WHAT IS EXPECTED:
Rewrite every line of the material below, substituting "in this picture" for "in this photo" and leaving everything else as it is. Leave the pictures out.
--- start ---
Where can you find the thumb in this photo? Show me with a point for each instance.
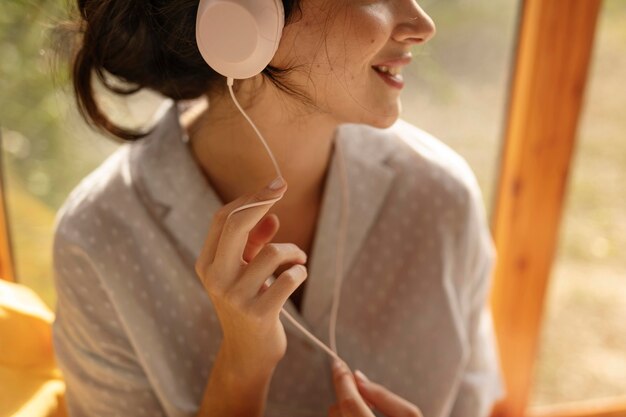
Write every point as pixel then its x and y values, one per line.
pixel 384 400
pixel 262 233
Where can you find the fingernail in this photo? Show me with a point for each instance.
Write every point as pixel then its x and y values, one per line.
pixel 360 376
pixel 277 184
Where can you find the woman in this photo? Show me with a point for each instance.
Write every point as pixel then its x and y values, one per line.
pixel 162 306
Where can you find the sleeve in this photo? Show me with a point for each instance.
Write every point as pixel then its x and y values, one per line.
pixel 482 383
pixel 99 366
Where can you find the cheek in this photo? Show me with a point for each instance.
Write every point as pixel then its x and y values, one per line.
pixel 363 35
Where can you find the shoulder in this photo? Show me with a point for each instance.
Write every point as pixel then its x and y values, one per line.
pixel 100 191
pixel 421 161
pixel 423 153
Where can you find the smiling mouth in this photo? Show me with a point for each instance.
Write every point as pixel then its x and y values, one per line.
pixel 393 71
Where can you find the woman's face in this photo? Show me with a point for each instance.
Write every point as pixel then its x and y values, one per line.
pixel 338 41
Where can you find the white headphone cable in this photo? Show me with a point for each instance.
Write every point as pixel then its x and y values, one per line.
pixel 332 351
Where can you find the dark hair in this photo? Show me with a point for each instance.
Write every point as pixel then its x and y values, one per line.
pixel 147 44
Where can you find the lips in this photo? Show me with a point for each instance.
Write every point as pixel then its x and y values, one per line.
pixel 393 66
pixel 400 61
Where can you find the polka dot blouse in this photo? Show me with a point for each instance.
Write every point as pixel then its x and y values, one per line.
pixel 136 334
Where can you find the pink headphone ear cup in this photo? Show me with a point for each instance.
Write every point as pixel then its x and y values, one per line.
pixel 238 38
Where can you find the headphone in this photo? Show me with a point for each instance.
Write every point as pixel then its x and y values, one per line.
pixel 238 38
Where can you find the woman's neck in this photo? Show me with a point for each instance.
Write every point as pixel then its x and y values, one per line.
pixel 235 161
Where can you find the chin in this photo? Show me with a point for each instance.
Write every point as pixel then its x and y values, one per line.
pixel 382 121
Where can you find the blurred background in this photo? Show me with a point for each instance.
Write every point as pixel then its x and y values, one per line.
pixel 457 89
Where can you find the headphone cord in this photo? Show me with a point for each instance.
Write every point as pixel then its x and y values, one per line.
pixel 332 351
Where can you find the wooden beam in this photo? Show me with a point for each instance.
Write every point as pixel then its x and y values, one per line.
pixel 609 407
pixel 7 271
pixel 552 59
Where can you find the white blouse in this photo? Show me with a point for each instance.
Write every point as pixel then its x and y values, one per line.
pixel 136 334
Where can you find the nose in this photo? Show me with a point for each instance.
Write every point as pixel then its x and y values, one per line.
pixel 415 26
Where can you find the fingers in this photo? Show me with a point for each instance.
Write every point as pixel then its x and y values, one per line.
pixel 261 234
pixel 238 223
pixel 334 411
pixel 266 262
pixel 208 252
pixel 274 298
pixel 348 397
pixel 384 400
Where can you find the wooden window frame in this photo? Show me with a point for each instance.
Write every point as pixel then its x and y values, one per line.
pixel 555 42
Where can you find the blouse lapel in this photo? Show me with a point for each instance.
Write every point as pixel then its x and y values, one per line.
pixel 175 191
--- end ---
CORRECT OUTPUT:
Where can you find the thumb in this picture? Show me with a point for each instance.
Write every point as pixel then its x and y values, one per line.
pixel 384 400
pixel 262 233
Where can you find the fingernail in this picture? Show me with a point for each instance.
Write every point as pixel then its x and y values, one per line.
pixel 360 376
pixel 277 184
Where can you find the woman in this picture? Show me with a point for each instance.
Write every point as pixel then its x and y values, one per line.
pixel 162 306
Where can you find the sleeve in this picture? Show me with a point for each instance.
Write every point as pixel then its x and y values, one per line.
pixel 482 383
pixel 99 366
Where can you find the cheek in this picture? Show me with a point for each instance.
Write every point as pixel then its x and y values, one per line.
pixel 363 35
Where can you find the shoulder in this picture? Show me with a point for each instance.
Write every point as pixel then its x and y values, one per line.
pixel 100 191
pixel 421 161
pixel 423 153
Where can you find the smiling mouth in this picture? Show me with a point for each instance.
Write every point as pixel then its x and y values, one per line.
pixel 393 71
Where can you find the woman's face in this picture? Show me with a point for each instance.
Write every point as pixel then its x and y values, one per line.
pixel 338 41
Where can you find the white headphone cable in this picture? Show me with a point for each instance.
Write every point as pixel then its x and y values, one per line.
pixel 332 351
Where can you find the dark hair in this picture? Show me with a point for each instance.
Write every point as pixel then its x and y values, one per line.
pixel 147 44
Where can you find the lips in this picture? Show me with a point for each instance.
Write every point as pixel then its x and y values, one per line.
pixel 393 66
pixel 400 61
Where can you find the polka dot blouse in this picture? Show me with a point for each instance.
Write every point as pixel then its x and y values, one per line.
pixel 136 334
Where can you find the pink headphone ear cup in this picture? Show me with a point for each instance.
Write every point as pixel then its x and y values, one per line.
pixel 238 38
Where can you find the headphone in this picture? Show me with a point for each instance.
Write every point as pixel then its x and y values, one per line.
pixel 238 38
Where can you find the woman's neck in this picture? Show me with a point for each instance.
Write every point as pixel then its x and y values, one per line.
pixel 235 161
Where can you find the chin in this picture? Show me with a point for each instance.
Write every point as pixel then its x and y values, one per line.
pixel 382 121
Where can you find the blurred background in this picture? Show me with a point for each instance.
Write every point as pixel then its x and y values, one per line.
pixel 457 89
Where can you find the headphone cord in this picture? Show me with a point for each instance.
Write every point as pixel then its x and y values, one per line.
pixel 332 351
Where can you find the wooden beam in this picture? Show me with a point for each instance.
Write every point as pixel then its x and y values, one per line.
pixel 609 407
pixel 7 271
pixel 552 59
Where can you find the white blouse in this picture? Show me with a point for each instance.
Write every point as pixel then its x and y values, one per line.
pixel 136 334
Where can you find the nose in this picture? Show me with a point for each instance.
Write every point as pixel then its x and y values, one per line.
pixel 415 26
Where can you find the fingers in this picture? Show me with a point for each instance.
Write every point as pixel then its x and y values, one per line.
pixel 261 234
pixel 238 223
pixel 334 411
pixel 266 262
pixel 208 252
pixel 274 298
pixel 348 397
pixel 384 400
Where can you find the wooden window frame in this picture? Show me with a point for each instance.
Write every point as pixel then its x and y values, one per line.
pixel 555 42
Where can you find the blouse lapel in this picture? Show me with a point for each instance.
Write every point as pixel then its x and y values, one per line.
pixel 175 191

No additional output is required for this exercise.